Please reproduce, exactly and in full, the lines running from the one that contains "Pass this photo to locate to point out the person's" to the end of the entries.

START Data for review

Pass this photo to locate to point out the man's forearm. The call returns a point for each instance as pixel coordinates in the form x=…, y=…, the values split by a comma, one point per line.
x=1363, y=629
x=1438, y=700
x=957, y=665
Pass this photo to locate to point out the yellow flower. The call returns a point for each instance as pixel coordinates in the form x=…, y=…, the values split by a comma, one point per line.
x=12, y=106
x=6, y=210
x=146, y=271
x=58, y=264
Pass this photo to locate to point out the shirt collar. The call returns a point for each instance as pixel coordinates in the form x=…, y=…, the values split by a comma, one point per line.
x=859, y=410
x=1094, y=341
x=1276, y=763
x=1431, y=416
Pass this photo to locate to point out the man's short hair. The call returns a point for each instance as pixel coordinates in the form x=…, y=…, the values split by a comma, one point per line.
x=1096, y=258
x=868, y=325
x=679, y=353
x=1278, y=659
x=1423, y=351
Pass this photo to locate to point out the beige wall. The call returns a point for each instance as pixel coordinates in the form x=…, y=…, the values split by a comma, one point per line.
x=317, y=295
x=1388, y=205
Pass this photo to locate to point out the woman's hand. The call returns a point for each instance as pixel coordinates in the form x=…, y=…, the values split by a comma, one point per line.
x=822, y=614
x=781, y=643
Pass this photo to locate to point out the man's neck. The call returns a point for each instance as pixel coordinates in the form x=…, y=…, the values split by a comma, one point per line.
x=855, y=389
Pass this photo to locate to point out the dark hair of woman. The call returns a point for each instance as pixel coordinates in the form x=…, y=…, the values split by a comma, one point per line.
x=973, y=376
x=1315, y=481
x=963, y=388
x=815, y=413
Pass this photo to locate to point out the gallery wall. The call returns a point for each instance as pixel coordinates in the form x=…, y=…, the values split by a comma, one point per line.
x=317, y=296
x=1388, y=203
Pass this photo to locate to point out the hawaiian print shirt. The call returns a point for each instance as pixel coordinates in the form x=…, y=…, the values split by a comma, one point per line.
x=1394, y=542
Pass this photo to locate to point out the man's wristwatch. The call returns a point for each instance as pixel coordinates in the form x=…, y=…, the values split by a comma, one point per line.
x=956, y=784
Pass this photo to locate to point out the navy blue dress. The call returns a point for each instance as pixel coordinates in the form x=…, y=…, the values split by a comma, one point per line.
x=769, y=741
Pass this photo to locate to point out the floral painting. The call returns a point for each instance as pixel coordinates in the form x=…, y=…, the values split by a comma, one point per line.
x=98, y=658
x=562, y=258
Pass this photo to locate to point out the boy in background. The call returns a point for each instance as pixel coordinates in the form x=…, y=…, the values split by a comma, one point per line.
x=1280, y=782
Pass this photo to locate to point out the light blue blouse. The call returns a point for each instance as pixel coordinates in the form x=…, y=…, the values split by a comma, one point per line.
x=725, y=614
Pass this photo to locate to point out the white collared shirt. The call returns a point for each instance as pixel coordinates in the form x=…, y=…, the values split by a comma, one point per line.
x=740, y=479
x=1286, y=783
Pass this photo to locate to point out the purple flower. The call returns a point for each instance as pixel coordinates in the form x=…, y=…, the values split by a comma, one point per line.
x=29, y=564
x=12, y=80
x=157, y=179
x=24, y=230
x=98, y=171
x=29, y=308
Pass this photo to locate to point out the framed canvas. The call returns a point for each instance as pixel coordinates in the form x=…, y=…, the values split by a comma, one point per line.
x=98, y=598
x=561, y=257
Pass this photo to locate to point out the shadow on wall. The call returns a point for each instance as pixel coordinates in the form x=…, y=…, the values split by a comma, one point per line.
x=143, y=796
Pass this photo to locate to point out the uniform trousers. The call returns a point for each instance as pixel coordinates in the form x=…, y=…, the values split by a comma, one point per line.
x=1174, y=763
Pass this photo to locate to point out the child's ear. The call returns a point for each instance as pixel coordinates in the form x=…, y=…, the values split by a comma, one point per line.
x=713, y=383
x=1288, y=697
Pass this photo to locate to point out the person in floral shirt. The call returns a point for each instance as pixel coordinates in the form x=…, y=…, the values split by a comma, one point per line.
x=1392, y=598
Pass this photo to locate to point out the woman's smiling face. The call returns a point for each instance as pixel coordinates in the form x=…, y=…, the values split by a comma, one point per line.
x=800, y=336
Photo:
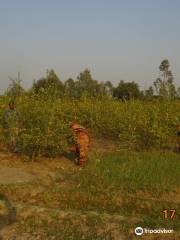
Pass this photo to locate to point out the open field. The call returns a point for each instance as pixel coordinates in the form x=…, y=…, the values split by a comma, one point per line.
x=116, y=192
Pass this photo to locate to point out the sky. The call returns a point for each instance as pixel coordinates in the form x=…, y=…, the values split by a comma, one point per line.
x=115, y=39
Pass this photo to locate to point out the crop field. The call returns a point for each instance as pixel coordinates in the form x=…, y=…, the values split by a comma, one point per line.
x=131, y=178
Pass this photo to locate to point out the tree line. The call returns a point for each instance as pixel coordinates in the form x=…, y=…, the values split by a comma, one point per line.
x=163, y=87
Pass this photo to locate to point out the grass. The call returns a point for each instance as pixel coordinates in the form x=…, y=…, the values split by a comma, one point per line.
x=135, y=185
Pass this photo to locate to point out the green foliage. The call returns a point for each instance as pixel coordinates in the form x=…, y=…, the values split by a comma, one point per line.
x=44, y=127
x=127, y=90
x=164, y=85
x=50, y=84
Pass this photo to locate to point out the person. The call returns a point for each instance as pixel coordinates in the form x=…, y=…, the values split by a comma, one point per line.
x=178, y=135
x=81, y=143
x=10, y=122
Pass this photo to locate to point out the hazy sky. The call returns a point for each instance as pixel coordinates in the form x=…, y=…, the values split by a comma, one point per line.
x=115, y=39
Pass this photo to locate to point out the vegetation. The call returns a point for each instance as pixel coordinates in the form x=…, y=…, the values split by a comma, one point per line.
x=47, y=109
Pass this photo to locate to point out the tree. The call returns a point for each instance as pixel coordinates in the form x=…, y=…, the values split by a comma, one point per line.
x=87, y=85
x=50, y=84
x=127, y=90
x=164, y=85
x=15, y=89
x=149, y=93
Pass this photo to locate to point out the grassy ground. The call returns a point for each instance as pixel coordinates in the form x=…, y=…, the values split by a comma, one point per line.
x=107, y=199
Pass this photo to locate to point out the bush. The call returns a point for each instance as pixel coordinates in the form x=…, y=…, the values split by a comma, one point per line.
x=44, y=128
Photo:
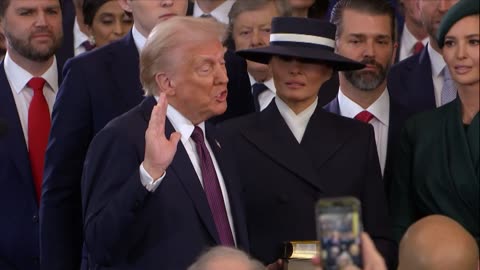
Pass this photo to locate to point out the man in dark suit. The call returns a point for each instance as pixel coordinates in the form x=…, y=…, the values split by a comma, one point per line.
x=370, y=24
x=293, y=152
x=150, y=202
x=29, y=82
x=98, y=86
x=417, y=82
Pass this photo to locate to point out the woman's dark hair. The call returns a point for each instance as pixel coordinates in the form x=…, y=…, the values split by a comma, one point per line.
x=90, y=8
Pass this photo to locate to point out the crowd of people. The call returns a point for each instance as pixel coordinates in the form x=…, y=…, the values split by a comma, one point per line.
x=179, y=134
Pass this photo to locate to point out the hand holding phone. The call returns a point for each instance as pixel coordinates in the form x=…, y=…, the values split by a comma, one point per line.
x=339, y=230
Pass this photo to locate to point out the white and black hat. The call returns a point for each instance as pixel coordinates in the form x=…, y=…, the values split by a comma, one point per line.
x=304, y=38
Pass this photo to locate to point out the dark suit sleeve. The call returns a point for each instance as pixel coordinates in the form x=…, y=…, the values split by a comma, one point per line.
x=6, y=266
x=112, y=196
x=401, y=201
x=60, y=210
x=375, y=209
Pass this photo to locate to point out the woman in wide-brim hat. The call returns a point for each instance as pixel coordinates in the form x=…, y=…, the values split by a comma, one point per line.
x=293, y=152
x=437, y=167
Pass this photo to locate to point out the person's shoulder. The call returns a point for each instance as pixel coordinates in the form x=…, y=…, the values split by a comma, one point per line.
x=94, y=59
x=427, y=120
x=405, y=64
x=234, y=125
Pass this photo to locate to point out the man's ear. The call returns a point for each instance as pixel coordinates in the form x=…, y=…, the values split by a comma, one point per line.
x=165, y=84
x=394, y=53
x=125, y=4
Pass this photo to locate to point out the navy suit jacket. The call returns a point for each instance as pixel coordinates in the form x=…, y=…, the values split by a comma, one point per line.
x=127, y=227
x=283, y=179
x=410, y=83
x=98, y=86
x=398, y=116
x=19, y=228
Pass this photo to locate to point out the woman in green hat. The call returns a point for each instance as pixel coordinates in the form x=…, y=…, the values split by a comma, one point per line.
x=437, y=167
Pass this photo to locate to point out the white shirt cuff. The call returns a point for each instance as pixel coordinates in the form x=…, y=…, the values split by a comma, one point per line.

END Data for review

* Reply to the task:
Pass this photo to locate to point out the person's shoulder. The call returns a point for each instance as pixel coordinates in the form x=…, y=…, the values split by a comma, one point per line.
x=94, y=59
x=427, y=120
x=405, y=64
x=234, y=125
Pass this photo to locate to point out the man's ear. The call returns a point for each instance as pixel coordinates in the form x=…, y=…, the values split by a comma, one point per line.
x=165, y=84
x=394, y=53
x=125, y=4
Pass this photo to locate to point out the navy suit jacket. The call returns a point for each instance as pixel coordinates in the form x=…, y=…, the values split by a comma, one point per line.
x=127, y=227
x=283, y=179
x=410, y=83
x=98, y=86
x=398, y=116
x=19, y=228
Pass this photo to locate to point out the woman in green hat. The call returns a point for each instance as pixel coordinates in the form x=…, y=…, the values split by a comma, one point per line.
x=437, y=167
Pass this photo to locate to point out the white shirt cuff. The call returns a point for each instance as pixel coordinates in the form x=…, y=…, the values split by a comma, one point per line.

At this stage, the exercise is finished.